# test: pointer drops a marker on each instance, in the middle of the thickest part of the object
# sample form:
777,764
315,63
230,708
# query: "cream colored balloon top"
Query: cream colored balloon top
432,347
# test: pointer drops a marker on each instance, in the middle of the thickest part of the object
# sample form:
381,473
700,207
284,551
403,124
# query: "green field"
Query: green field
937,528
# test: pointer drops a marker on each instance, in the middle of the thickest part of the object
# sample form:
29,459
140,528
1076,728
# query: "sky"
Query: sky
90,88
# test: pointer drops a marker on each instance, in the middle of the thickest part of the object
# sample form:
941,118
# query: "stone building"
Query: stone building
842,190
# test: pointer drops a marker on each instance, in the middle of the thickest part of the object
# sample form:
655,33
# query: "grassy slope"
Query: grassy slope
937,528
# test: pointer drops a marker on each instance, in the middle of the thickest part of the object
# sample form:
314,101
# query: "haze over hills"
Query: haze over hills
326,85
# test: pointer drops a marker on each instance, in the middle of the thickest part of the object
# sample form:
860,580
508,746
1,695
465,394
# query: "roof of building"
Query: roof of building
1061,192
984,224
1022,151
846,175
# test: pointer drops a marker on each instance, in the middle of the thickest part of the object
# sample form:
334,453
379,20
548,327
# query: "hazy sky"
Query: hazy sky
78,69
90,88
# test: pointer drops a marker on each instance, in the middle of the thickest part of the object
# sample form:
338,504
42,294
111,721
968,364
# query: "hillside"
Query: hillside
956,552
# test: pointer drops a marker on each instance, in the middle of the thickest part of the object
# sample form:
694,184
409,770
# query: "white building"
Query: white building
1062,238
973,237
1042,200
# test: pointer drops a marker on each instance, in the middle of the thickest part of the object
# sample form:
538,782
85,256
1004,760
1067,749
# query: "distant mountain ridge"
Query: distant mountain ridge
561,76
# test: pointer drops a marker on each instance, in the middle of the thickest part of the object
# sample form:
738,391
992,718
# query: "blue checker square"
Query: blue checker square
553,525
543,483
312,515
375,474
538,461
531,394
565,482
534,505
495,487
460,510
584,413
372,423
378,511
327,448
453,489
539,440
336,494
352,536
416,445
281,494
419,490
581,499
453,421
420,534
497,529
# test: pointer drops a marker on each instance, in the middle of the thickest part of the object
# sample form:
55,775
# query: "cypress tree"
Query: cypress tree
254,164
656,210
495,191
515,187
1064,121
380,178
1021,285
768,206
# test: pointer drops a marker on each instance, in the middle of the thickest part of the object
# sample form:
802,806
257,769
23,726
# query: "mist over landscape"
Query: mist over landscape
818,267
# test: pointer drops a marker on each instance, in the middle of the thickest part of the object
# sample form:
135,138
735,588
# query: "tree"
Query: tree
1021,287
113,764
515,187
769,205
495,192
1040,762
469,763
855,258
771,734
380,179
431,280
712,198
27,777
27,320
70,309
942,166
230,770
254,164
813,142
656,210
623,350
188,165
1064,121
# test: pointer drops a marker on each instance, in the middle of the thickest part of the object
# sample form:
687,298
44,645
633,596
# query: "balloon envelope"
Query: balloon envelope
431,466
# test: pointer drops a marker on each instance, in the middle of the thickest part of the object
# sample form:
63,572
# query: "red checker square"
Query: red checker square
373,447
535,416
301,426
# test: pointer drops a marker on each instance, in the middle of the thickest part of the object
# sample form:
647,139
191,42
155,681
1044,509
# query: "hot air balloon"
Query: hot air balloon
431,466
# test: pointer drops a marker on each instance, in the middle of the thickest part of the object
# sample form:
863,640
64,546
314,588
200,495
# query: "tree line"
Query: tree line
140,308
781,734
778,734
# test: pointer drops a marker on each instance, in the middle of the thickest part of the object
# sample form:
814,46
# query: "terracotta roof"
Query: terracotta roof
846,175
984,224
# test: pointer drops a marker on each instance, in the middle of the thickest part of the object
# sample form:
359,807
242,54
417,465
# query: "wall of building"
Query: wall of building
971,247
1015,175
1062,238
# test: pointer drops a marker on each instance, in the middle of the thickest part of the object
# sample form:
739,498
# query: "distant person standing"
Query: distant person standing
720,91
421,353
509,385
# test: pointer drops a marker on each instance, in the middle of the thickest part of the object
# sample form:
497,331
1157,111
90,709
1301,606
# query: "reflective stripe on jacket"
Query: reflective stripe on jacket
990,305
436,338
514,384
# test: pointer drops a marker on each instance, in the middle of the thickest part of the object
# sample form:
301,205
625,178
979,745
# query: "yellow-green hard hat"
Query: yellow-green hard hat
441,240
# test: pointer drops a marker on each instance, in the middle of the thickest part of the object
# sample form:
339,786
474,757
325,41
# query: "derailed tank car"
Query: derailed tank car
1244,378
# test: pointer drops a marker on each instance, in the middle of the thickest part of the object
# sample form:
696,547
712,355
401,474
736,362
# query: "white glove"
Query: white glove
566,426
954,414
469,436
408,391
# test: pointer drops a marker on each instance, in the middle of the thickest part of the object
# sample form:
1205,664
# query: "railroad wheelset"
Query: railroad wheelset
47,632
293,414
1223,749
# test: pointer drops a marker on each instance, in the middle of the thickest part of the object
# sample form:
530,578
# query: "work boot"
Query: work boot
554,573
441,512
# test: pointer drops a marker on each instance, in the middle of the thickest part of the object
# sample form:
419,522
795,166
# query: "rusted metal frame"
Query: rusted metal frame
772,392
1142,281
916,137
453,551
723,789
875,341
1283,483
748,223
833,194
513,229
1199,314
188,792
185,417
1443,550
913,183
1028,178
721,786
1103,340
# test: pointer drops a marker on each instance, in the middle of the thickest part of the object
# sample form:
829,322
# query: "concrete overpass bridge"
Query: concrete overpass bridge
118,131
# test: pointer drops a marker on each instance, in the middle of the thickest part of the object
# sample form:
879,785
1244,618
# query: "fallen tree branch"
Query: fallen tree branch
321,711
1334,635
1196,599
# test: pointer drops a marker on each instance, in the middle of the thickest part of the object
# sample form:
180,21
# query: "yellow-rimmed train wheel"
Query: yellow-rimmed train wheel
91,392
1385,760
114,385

**Task instructions**
Exactly as they appear, restate all of the entries.

**Reply**
# test: pointer drops a marker on each instance, in the middle of the thickest part of the object
# sample form:
777,764
315,63
230,708
# query: "cream colored balloon top"
Query: cream colored balloon top
432,347
# test: pointer drops a marker on each instance, in the middle of the thickest part of the object
# sample form:
381,473
700,207
284,551
403,124
# query: "green field"
Query: green field
937,528
# test: pointer drops a marker on each instance, in the middle of the thickest part of the object
# sample form:
29,459
140,528
1076,728
# query: "sky"
Query: sky
90,88
# test: pointer drops a marker on each instance, in the middle of the thickest part of the object
# sample form:
941,118
# query: "stone building"
Query: stone building
842,190
# test: pointer drops a marker on each instance, in the middle of the thickest part of the object
# sample form:
655,33
# query: "grassy slope"
Query: grassy slope
937,528
# test: pointer drops a marker on each instance, in the middle of the thickest part of the object
# sample form:
314,101
# query: "haze over hills"
Query: haze over hills
326,85
# test: pointer drops a marker on each instance, in the middle of the thickest part of the object
# sample form:
860,580
508,746
1,695
465,394
# query: "roof of building"
Query: roof of building
1061,192
984,224
1022,151
846,175
# test: pointer drops a marker on each instance, in the middle of the thickest part of the object
# sample form:
334,453
379,20
548,327
# query: "hazy sky"
Query: hazy sky
78,69
90,88
# test: pointer drops a marker on each instance, in the middle of the thickest part of the object
# sample form:
338,504
42,294
111,721
968,364
# query: "hillside"
Query: hillside
956,552
# test: pointer drops a marker on each instance, in the middle of the thickest part of the object
# sample form:
694,184
409,770
# query: "white building"
Query: white building
1062,238
973,237
1042,200
# test: pointer drops a marker on each instance, in the middle of the thickest part of the object
# sample form:
538,782
85,256
1004,760
1067,749
# query: "distant mountain ridge"
Query: distant mountain ridge
561,76
# test: pointer drops a marker on each instance, in the middle of the thickest part of the object
# sample form:
738,391
992,718
# query: "blue checker square"
Query: blue checker square
553,525
543,483
312,515
375,474
538,461
531,394
565,482
534,505
495,487
460,510
584,413
372,423
378,511
327,448
453,489
539,440
336,494
352,536
416,445
281,494
419,490
581,499
453,421
420,534
497,529
# test: pointer drops a marker on each instance, in the middle of the thickest part of the object
# sample form:
55,775
# query: "cypress tree"
Query: cypress tree
254,164
656,210
495,191
515,187
1064,121
380,178
1021,285
768,206
# test: pointer drops a marker on each instance, in the middle of the thickest part of the object
# sample form:
802,806
257,769
23,726
# query: "mist over landscape"
Query: mist over landscape
818,267
# test: pointer drops a marker on each instance, in the middle of the thickest part of the object
# sample form:
135,138
735,588
# query: "tree"
Query: tree
1021,287
113,764
515,187
769,205
495,192
1040,762
469,763
855,258
771,734
380,179
431,280
712,198
27,777
27,320
70,309
942,166
230,770
254,164
813,142
656,210
623,350
188,165
1064,121
# test: pointer drops a marker on each instance, in the middle of the thickest part of the object
# sample form:
687,298
44,645
633,596
# query: "balloon envelope"
Query: balloon envelope
431,466
# test: pointer drops a marker on each instance, in the middle of the thickest part of the object
# sample form:
63,572
# query: "red checker square"
Query: red checker square
373,447
535,416
301,426
# test: pointer drops a marker on each instance, in the middle of the thickest part of the object
# sample form:
647,139
191,42
155,681
1044,509
# query: "hot air balloon"
Query: hot air balloon
431,466
# test: pointer drops a marker on each instance, in the middle of the thickest part of the object
# sample form:
863,640
64,546
314,588
200,495
# query: "tree line"
Query: tree line
140,308
781,734
778,734
# test: pointer drops a marker on each instance, in the middle of the thickest part of the object
# sample form:
814,46
# query: "terracotta roof"
Query: terracotta roof
846,175
984,224
# test: pointer drops a marker on each instance, in the middle of the thickest part of the object
# sample form:
359,807
242,54
417,465
# query: "wall of building"
Query: wall of building
971,247
1015,175
1062,238
# test: pointer drops a marker on each instance, in the middle of the thickest part of the object
# sample form:
739,498
# query: "distant person standing"
Query: distant person standing
720,91
421,353
509,385
# test: pointer drops a marker on each instance, in the middle of the thickest part of the object
# sample form:
497,331
1157,111
90,709
1301,606
# query: "reflective stripe on jacket"
Query: reflective stripe on jacket
990,305
436,338
514,384
# test: pointer drops a marker on each instance, in the middle of the thickest part of the object
# sample form:
301,205
625,178
979,745
# query: "yellow-green hard hat"
Query: yellow-green hard hat
441,240
# test: pointer drops a marker on each instance, in the middle of the thickest part of the object
# sample form:
339,786
474,757
325,41
# query: "derailed tank car"
Query: derailed tank car
1244,378
# test: pointer drops a marker on each instance, in the middle of the thickest part of the object
# sample form:
696,547
712,355
401,474
736,362
# query: "white glove"
Query: white glove
566,426
954,414
469,436
408,391
# test: pointer drops a marker on each instance, in the middle of the thickest part of the object
# sample form:
1205,664
# query: "railroad wheelset"
Query: railroad wheelset
47,632
293,414
1223,749
# test: pointer drops a marker on each instance, in the middle of the thickest part of the object
# sample form:
530,578
# query: "work boot"
Query: work boot
554,573
441,512
# test: pointer drops a marker on each instance, in the middle of the thickest part of the object
# sample form:
419,522
795,166
# query: "rusted metal frame"
Query: rusted metal frame
772,392
1142,281
916,137
453,551
723,789
875,341
1283,483
748,223
833,194
513,229
1199,314
188,792
185,417
1443,550
913,183
1028,178
721,786
1103,340
# test: pointer drops a marker on each instance, in the middle of the thickest part of the object
# sample form:
829,322
# query: "concrete overpass bridge"
Query: concrete overpass bridge
118,131
# test: pointer drops a marker on each instance, in the middle of the thickest part of the object
# sample form:
879,785
1244,618
# query: "fallen tree branch"
Query: fallen tree branch
321,711
1334,635
1196,599
# test: pointer drops a marker on each instance, in the middle of the thickest part of the object
# sample form:
180,21
# query: "yellow-rimmed train wheel"
Query: yellow-rimmed train wheel
91,392
1385,760
114,385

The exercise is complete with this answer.